◆ **Your instructions**
Go through the data and copy each line that holds "clicks".

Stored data

+---+

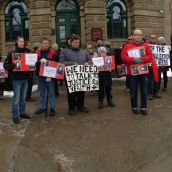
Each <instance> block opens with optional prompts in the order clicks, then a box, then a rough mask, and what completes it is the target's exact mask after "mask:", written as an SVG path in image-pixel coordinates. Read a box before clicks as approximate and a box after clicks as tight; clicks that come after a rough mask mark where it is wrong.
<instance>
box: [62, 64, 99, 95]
mask: <svg viewBox="0 0 172 172" xmlns="http://www.w3.org/2000/svg"><path fill="white" fill-rule="evenodd" d="M65 75H66V80H67V85H68V89H69V92H70V93H72V92H77V91H91V90H99V80H98V68H97V66H93V65H74V66H67V67H65Z"/></svg>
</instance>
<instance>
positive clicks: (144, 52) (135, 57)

+---+

◆ **Task answer**
Each <instance> block opens with optional prompts in the order clicks, then a box, then a rough mask, and what completes it is the target's exact mask after "mask:", written as an SVG path in image-pixel coordinates. Read a box before clicks as approximate and a box after clicks as tight; clicks that come after a rough mask mark where it is wrong.
positive clicks: (144, 52) (135, 57)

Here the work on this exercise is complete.